▸ **Reading passage**

Thursday, 05/12/2016 12:26:22 PM

Thursday, May 12, 2016 12:26:22 PM

Post# of 111816
From Prospectus:

Redemption

Holdings may redeem the subordinated debentures before their maturity:

•in whole or in part on one or more occasions any time on or after January 18, 2010; and

•in whole at any time, if certain changes in tax or investment company law occur (each of which is a "Special Event" and is described more fully under "—Special Event Redemption" below).
When Holdings pays off the subordinated debentures, either at maturity on January 18, 2054 or upon early redemption (as discussed above), the trust will use the cash it receives from the redemption of the subordinated debentures to redeem a like amount of the preferred and common securities. The redemption price for the subordinated debentures is 100% of their principal amount plus accrued and unpaid interest.

If less than all the preferred and common securities are redeemed, the aggregate liquidation amount of preferred and common securities to be redeemed will be allocated proportionately among the preferred and common securities, subject to the exceptions described under "—Subordination of Common Securities." The preferred securities to be redeemed will be redeemed on a proportionate basis by DTC if they are in book-entry-only form.

Special Event Redemption

If a tax event or an investment company event (as defined below) has occurred and is continuing, and Holdings cannot cure the event by some reasonable action, Holdings may redeem the subordinated debentures, within 90 days following the occurrence of the Special Event.

"Tax event" as used herein means the receipt by the trust of an opinion of independent tax counsel experienced in such matters, to the effect that, as a result of

•any amendment to, change in or announced proposed change in the laws or regulations interpreting such laws of the United States or any political subdivision or taxing authority; or

•any official administrative pronouncement, action or judicial decision interpreting or applying such laws or regulations;
where such amendment or change becomes effective, or proposed change, pronouncement, action or decision is announced on or after the date of this prospectus supplement, there is more than an insubstantial risk currently or within the 90 days following such opinion that:

•the trust will be subject to United States federal income tax with respect to income received or accrued on the subordinated debentures;

•interest payable by Holdings on the subordinated debentures will not be deductible by Holdings, in whole or in part, for United States federal income tax purposes; or

•the trust will be subject to more than a de minimis amount of other taxes, duties or other governmental charges.

▸ **Task 1**
Gather every line of the records that contains the word "white", and copy each of those lines in full.

▸ **Given entries**

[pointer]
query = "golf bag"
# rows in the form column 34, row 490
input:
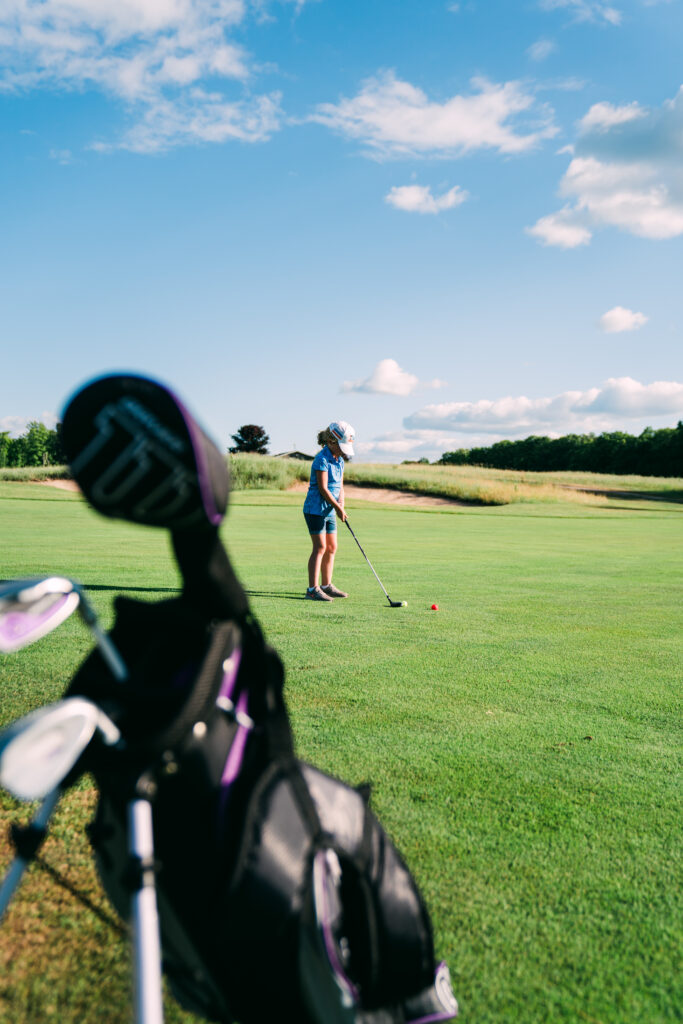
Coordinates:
column 280, row 894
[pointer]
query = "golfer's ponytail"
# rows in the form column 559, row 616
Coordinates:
column 325, row 436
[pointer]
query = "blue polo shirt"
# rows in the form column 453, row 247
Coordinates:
column 325, row 460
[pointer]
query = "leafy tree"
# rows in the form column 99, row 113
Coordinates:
column 16, row 452
column 55, row 453
column 36, row 443
column 250, row 438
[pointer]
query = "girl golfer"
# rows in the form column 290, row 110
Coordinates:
column 324, row 501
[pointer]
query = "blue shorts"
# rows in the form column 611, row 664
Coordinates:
column 322, row 523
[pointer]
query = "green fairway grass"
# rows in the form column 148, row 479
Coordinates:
column 523, row 741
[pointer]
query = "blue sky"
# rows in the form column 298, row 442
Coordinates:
column 444, row 222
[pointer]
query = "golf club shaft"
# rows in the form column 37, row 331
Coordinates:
column 368, row 560
column 148, row 1004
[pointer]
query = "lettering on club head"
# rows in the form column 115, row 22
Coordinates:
column 136, row 468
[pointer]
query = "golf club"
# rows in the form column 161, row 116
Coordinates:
column 31, row 608
column 36, row 755
column 39, row 751
column 392, row 604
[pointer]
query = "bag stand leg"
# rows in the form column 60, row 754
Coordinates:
column 148, row 1007
column 34, row 835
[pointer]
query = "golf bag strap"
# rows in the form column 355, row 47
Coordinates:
column 203, row 691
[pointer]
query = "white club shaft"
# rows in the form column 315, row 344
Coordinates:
column 148, row 1006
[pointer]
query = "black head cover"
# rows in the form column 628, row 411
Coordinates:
column 137, row 454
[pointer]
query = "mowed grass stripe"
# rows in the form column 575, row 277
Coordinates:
column 523, row 741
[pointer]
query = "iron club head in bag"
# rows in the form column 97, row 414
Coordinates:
column 392, row 604
column 39, row 751
column 32, row 608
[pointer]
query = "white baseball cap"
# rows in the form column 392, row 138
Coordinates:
column 344, row 434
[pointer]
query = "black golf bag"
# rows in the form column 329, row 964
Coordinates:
column 280, row 895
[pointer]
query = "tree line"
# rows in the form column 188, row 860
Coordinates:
column 653, row 453
column 38, row 445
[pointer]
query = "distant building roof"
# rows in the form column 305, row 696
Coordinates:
column 295, row 455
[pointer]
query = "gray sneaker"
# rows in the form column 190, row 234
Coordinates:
column 316, row 595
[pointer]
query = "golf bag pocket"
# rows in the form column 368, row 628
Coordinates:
column 321, row 895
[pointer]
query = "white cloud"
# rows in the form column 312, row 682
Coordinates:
column 388, row 378
column 62, row 157
column 560, row 229
column 158, row 56
column 626, row 173
column 396, row 119
column 620, row 318
column 542, row 49
column 602, row 117
column 586, row 10
column 419, row 199
column 602, row 408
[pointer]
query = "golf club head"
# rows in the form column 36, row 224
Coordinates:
column 138, row 455
column 31, row 608
column 39, row 751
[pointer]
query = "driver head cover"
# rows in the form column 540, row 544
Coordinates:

▸ **Task 2**
According to the prospectus excerpt on redemption, a tax event requires more than an insubstantial risk of certain outcomes. List every one of those outcomes.

▸ **Final answer 1**
query = "white club shaft"
query = "white baseball cap"
query = "white cloud"

▸ **Final answer 2**
- The trust will be subject to United States federal income tax with respect to income received or accrued on the subordinated debentures.
- Interest payable by Holdings on the subordinated debentures will not be deductible by Holdings, in whole or in part, for United States federal income tax purposes.
- The trust will be subject to more than a de minimis amount of other taxes, duties or other governmental charges.